Your goal: Your task is to repeat the records exactly from the line containing "like [18, 54]." onward, through the final line.

* start Source material *

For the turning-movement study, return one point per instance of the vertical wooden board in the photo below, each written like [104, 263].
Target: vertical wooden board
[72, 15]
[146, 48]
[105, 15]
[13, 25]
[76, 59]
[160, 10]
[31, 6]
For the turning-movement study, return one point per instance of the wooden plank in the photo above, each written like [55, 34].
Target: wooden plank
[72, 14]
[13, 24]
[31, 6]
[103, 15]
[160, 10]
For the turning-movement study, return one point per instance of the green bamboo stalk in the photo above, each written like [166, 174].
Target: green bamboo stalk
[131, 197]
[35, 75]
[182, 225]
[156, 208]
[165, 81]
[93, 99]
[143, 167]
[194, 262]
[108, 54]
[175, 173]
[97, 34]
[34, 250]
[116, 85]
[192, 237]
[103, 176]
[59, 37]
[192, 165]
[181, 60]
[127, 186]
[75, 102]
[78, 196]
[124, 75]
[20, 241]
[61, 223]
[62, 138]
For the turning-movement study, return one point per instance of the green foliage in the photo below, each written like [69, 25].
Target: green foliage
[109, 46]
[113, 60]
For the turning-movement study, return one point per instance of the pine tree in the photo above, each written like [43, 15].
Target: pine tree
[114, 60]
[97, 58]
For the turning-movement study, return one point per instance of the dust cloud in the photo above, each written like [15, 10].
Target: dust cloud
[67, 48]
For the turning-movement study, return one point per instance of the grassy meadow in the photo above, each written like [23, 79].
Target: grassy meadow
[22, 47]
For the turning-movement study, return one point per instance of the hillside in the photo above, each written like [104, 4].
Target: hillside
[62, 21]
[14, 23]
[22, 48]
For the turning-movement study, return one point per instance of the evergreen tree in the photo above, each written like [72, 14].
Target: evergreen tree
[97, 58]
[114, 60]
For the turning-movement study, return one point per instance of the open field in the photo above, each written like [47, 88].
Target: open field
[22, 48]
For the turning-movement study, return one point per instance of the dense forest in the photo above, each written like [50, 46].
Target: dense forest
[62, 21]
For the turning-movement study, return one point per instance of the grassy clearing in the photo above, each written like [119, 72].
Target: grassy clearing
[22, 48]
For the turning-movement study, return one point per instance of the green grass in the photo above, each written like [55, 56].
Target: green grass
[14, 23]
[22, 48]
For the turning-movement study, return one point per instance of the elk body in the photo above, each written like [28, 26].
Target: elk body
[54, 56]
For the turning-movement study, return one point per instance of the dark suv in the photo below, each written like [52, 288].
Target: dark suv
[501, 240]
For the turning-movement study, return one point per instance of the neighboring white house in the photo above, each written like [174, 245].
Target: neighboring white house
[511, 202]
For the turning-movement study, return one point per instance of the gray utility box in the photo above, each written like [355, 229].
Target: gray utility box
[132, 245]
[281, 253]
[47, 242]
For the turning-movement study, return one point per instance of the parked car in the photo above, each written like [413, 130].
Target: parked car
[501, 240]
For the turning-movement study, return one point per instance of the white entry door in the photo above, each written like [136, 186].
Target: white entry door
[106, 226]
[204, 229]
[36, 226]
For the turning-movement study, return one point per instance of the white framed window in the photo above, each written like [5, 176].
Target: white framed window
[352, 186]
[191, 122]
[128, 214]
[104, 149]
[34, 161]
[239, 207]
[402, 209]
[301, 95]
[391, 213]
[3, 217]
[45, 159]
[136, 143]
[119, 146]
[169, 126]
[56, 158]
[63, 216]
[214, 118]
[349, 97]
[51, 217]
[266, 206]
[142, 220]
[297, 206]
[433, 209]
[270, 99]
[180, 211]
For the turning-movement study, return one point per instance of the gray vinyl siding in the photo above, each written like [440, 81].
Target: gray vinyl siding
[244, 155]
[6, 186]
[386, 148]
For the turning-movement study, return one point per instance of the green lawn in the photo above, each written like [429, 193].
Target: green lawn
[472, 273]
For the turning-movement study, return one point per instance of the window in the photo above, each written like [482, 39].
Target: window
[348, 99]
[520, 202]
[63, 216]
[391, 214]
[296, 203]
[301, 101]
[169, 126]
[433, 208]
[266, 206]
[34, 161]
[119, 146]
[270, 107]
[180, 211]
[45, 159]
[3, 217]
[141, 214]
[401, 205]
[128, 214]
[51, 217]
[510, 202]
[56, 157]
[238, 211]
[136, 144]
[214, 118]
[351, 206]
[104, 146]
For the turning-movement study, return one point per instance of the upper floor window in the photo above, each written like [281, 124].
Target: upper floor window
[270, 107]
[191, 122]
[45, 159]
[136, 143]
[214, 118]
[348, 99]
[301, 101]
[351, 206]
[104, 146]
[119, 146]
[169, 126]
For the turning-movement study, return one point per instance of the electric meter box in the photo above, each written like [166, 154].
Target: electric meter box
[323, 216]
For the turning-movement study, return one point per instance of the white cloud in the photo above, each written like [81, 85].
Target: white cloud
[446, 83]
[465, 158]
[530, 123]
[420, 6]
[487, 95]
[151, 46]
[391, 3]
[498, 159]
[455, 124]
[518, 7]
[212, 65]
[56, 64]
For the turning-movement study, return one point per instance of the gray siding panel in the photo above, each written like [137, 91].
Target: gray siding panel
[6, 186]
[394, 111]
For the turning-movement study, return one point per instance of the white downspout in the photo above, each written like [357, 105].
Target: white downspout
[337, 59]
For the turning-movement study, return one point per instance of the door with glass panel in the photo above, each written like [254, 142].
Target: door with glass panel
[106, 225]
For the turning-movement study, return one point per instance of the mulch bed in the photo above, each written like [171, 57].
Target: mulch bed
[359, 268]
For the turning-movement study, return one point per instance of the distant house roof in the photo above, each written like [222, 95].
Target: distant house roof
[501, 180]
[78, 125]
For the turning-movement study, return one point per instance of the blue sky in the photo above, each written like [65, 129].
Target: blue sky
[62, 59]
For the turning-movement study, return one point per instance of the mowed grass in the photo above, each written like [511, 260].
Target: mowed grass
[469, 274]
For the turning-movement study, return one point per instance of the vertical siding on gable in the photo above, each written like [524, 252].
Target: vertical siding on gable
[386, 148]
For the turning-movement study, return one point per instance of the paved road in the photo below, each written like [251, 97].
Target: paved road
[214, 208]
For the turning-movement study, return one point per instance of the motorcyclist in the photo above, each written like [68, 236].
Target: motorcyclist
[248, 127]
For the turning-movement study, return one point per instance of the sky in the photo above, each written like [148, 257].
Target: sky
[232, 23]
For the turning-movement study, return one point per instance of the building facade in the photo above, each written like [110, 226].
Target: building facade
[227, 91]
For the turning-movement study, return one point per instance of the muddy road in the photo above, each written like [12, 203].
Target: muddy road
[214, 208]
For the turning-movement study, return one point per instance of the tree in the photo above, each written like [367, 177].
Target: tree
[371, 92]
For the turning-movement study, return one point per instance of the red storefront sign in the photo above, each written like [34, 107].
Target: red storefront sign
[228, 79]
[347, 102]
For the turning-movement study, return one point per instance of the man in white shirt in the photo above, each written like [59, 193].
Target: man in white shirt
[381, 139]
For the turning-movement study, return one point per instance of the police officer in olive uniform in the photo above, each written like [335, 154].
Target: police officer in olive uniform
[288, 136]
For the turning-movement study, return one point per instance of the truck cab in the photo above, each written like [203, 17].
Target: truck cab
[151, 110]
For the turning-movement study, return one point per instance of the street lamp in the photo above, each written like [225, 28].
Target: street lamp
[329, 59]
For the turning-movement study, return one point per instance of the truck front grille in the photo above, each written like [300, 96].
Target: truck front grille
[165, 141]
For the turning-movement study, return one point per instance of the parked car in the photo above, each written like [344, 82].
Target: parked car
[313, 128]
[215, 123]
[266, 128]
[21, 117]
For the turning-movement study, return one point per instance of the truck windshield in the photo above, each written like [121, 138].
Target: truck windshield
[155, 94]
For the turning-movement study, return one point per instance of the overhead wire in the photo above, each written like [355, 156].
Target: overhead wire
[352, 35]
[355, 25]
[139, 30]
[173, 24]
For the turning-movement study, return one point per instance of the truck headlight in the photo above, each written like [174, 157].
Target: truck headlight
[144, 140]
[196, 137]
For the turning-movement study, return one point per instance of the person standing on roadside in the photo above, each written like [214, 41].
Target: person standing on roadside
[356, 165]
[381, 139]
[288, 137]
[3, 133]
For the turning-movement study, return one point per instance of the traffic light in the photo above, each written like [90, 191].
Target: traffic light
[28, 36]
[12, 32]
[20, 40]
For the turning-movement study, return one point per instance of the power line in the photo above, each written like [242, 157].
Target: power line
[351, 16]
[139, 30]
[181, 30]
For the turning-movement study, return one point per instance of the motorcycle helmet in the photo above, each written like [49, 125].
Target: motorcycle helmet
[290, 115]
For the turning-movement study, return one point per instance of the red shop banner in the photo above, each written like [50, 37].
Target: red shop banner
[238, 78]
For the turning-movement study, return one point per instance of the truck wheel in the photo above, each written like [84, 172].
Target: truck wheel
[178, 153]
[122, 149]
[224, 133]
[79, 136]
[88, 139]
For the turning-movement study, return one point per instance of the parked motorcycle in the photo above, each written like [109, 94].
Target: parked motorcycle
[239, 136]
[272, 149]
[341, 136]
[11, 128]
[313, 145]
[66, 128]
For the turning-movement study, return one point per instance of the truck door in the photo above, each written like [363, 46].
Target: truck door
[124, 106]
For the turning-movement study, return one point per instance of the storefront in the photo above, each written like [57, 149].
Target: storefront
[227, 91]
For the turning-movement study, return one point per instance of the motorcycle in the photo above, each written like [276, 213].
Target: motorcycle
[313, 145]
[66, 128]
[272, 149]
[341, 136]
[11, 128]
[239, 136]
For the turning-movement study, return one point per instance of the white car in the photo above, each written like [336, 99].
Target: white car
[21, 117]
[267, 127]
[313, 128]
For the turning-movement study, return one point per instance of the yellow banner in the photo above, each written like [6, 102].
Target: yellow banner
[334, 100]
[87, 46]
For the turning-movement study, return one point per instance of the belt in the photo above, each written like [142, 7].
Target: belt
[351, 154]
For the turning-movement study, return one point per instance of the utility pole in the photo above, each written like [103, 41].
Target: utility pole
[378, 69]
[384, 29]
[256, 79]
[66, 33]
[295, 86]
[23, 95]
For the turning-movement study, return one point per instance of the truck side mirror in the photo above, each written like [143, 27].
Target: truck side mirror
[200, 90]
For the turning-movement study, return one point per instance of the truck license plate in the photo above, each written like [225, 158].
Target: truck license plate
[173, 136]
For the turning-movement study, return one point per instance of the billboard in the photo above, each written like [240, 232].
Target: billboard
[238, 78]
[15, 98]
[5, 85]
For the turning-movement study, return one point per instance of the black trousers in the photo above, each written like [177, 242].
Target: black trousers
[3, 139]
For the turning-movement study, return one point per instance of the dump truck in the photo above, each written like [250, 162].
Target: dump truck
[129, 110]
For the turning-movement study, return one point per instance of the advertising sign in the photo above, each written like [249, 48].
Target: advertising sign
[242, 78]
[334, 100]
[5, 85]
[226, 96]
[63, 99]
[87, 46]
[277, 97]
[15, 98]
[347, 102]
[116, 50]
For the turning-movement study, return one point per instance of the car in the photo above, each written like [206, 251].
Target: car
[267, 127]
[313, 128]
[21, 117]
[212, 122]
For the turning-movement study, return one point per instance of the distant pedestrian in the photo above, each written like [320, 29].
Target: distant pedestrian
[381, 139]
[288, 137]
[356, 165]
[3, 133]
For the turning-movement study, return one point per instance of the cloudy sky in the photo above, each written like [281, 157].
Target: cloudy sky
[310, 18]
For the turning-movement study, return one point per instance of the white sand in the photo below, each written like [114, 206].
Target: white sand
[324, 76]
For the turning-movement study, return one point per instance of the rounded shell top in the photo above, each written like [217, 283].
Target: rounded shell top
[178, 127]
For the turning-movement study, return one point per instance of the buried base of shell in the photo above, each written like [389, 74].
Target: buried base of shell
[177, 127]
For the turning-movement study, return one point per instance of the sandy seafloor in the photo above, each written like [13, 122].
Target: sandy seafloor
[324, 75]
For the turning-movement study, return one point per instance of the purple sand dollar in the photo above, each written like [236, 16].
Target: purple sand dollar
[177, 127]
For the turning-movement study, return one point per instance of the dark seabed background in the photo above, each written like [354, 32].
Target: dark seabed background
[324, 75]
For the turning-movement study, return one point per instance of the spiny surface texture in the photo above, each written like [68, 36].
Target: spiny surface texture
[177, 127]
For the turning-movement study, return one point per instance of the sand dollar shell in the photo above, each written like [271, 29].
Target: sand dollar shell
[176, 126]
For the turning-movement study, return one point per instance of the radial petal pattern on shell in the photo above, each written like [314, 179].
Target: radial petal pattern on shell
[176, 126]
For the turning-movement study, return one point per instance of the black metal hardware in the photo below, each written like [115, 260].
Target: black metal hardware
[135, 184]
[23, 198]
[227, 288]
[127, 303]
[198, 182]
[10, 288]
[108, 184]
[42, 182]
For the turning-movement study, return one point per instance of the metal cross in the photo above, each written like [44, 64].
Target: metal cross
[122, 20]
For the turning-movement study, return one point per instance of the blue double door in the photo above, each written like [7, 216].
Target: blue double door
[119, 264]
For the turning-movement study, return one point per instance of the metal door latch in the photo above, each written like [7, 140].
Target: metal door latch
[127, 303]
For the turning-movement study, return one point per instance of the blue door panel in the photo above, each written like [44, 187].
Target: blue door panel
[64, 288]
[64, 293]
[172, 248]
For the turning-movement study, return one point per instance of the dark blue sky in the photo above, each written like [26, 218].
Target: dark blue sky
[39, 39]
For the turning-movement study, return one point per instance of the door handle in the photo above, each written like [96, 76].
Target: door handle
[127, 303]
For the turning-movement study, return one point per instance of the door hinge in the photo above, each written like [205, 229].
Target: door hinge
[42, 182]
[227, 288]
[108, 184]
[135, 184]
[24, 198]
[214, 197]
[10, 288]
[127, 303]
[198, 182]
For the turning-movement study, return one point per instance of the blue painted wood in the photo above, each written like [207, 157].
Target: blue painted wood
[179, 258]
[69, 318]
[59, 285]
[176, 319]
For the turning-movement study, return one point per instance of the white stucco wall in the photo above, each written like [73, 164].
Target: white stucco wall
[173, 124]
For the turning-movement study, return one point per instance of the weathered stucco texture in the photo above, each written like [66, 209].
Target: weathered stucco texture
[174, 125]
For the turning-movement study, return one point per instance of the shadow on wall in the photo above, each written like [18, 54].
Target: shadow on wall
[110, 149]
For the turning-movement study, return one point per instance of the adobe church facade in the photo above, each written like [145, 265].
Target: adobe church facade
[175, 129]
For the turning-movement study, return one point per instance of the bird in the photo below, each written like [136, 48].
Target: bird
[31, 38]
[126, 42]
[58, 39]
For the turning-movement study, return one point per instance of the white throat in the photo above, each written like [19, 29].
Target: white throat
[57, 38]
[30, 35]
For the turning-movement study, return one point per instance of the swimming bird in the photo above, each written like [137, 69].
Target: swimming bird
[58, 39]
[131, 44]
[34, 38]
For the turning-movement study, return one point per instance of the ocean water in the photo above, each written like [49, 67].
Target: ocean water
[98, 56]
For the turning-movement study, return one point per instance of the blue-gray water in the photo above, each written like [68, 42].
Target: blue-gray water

* end Source material *

Worked answer:
For the turning-movement study, return one point per instance of the shadow on wall in the photo above, each written like [18, 54].
Target: shadow on wall
[110, 149]
For the turning-movement study, return one point per instance of the adobe church facade in the photo above, each written like [145, 265].
Target: adobe church facade
[175, 129]
For the turning-movement study, return one point per instance of the bird in the photo below, each written like [136, 48].
Target: bird
[31, 38]
[126, 42]
[58, 39]
For the turning-movement study, return one point per instance of the white throat in the photo above, each written like [19, 29].
Target: white throat
[57, 38]
[30, 35]
For the turning-movement study, return one point per instance of the swimming bird in the photo above, each written like [137, 69].
Target: swimming bird
[58, 39]
[131, 44]
[34, 38]
For the turning-movement study, return one point per instance of the ocean water in the photo above, each written like [49, 67].
Target: ocean water
[98, 56]
For the turning-movement study, return one point per instance of the blue-gray water in the photo above, each written like [68, 42].
Target: blue-gray water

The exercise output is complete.